Problemas e tarefas:
[1] Com base no trecho sobre produção poética, explique por que a pessoa entrevistada define sua produção como prazerosa e trabalhosa ao mesmo tempo. Responda em uma a três frases.
[2] Traduza para o inglês esta frase do trecho sobre produção poética: "Parece algo esquizofrênico, mas é isso que sinto."
[3] Reproduza do trecho sobre produção poética a parte que abre com as palavras que contêm "Não arriscaria definir" e fecha com "o outro lado.".

Tenho certeza que esta trupe vai dar muito que falar e talvez coloque
em xeque muitas noções de autoria e sistemas
valorativos da poesia e da literatura. É esperar o
desenrolar dos acontecimentos e ver o que acontece.
Não compro livros de poesias apenas nas prateleiras das
livrarias, já comprei e compro livros em ônibus,
venda avulsa ou sei lá mais onde, e também
já li diversos poetas e poetisas que talvez nunca foram
pronunciados seus nomes em lugar algum.
Para finalizar, na porta de entrada do meu cânone tem o
dizer: entre, a passagem é
livre…
4.
Como você definiria a sua produção
poética?
Eu definiria como algo prazeroso e ao mesmo tempo trabalhoso, pois
sinto prazer em escrever poesia e também vejo algo que
necessita de certa engenhosidade, algo que parece
incompatível e longe do mundo no qual estamos todos
enfronhados e ao mesmo tempo perto dele.
Parece algo esquizofrênico, mas é isso que sinto.
Gosto de escrever nas formas mais diminutas em que a poesia me
possiblita, para depois deixar a cargo do leitor a partir de um
determinado encontro e de certa experiência de leitura.
Não arriscaria definir um estilo de escrita e nem sei se
terei uma produção poética definida,
espero que não, gosto da
experimentação.
No primeiro livro, escrevi sobre a vida cotidiana e o movimento e
deslocamento de forças da natureza, coisas que em certo
momento parecem insignificantes para muitas pessoas e que eu julgo de
extrema importância quando muitos olham para o outro lado.
Já estou trabalhando num novo projeto, que inclusive enviei
para a Funarte para participar de um edital no gênero poesia,
Diálogos Entre Vácuos e Vazios – Poemas
Ácidos. Trata-se de uma compilação de
99 poemas.

Dados:
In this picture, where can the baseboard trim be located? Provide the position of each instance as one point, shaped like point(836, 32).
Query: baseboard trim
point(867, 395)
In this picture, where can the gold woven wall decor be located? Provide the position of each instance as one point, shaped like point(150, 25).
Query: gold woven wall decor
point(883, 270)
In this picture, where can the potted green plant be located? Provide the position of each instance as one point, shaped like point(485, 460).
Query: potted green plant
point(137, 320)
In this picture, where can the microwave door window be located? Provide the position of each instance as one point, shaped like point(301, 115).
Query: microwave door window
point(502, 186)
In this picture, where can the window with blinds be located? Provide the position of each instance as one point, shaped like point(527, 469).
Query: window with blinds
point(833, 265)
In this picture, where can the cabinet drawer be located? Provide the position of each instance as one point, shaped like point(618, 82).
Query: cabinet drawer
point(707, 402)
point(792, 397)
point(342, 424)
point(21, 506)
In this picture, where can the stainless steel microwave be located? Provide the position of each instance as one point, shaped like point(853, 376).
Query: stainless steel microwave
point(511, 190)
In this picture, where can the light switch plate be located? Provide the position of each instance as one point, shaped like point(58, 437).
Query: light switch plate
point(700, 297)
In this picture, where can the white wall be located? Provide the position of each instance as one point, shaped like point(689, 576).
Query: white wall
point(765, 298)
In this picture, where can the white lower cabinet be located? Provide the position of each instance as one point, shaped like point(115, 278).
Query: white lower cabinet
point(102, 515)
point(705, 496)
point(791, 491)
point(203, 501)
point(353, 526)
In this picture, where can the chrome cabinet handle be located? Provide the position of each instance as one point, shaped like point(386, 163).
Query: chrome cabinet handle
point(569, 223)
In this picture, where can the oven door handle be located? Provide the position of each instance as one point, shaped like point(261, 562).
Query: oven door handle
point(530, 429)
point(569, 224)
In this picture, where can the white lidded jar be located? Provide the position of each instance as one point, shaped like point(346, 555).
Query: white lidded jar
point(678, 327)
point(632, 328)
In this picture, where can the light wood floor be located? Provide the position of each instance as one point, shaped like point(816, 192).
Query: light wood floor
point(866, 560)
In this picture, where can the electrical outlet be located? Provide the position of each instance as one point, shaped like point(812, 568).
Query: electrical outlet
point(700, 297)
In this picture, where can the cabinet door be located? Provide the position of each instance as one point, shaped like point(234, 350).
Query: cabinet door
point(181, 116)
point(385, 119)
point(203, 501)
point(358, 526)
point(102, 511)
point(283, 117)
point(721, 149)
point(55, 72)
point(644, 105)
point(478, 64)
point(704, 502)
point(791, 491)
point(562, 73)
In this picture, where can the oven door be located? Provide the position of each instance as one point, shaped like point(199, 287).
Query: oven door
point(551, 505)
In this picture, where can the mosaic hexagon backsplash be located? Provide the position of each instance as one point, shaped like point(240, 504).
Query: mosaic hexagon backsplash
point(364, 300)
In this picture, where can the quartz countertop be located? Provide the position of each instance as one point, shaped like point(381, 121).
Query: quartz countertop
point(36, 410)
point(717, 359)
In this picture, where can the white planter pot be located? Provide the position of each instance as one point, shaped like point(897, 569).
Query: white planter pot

Respostas:
[1] É prazerosa porque a pessoa entrevistada sente prazer em escrever poesia. É trabalhosa porque a poesia exige certa engenhosidade.

[2] It seems like something schizophrenic, but that is what I feel.

[3]
Não arriscaria definir um estilo de escrita e nem sei se
terei uma produção poética definida,
espero que não, gosto da
experimentação.
No primeiro livro, escrevi sobre a vida cotidiana e o movimento e
deslocamento de forças da natureza, coisas que em certo
momento parecem insignificantes para muitas pessoas e que eu julgo de
extrema importância quando muitos olham para o outro lado.